## Records from a dataset
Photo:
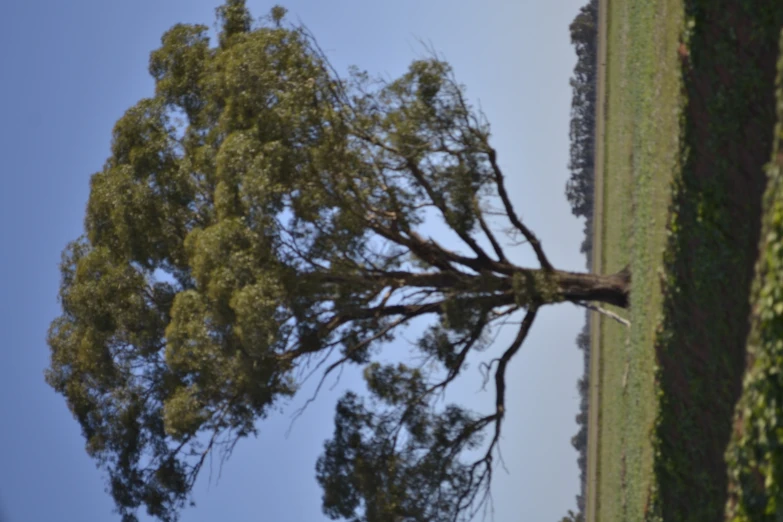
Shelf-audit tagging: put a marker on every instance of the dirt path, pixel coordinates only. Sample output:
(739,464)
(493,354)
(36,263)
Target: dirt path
(595,321)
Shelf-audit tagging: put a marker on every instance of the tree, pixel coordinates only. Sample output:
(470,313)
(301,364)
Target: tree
(259,214)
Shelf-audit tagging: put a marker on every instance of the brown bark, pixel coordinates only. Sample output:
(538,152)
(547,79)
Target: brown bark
(611,289)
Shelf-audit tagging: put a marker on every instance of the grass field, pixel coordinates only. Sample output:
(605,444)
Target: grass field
(685,142)
(643,101)
(755,455)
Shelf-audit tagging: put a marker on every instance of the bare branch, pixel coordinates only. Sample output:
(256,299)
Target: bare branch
(603,311)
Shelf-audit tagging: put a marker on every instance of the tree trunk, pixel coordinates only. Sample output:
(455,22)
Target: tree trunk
(611,289)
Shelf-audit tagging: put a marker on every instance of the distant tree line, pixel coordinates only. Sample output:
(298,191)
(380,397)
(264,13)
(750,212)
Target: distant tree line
(580,194)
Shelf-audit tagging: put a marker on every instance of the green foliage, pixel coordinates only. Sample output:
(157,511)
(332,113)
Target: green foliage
(259,214)
(755,455)
(728,75)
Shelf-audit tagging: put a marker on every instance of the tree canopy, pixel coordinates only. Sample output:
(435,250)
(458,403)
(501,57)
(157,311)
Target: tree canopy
(260,214)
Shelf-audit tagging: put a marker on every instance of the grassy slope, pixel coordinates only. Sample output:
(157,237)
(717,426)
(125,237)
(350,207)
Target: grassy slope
(755,456)
(712,247)
(640,146)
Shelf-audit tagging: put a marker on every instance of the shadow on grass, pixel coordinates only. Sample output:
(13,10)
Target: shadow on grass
(728,76)
(755,455)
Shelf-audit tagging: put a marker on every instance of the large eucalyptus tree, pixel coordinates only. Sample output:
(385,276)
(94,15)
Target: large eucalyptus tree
(259,214)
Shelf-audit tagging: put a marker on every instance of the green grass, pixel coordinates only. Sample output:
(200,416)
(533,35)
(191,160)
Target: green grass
(712,247)
(685,145)
(755,455)
(643,100)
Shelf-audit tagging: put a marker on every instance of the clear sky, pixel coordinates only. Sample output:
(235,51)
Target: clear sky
(70,69)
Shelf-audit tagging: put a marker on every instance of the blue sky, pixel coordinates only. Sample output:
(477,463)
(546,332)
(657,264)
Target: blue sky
(72,68)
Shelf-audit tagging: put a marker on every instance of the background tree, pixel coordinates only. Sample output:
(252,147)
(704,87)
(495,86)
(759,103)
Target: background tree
(259,215)
(579,192)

## Task description
Please reproduce the data between the line holding "Shelf-audit tagging: put a marker on every instance of the blue" and the end of the data, inclusive. Rescale every pixel coordinate in the answers by 1.05 and round to whole numbers, with halves rounding up, while leaving the request lines and their sample outputs unchanged.

## Finished task
Shelf-audit tagging: put a marker on every instance of the blue sky, pixel coordinates only. Sample output:
(477,463)
(546,332)
(657,264)
Target: blue sky
(76,71)
Shelf-audit tagging: put a marker on every instance of the background tree, pixel coordinates only. Sample output:
(252,147)
(704,87)
(495,86)
(759,103)
Target: background tree
(272,226)
(608,202)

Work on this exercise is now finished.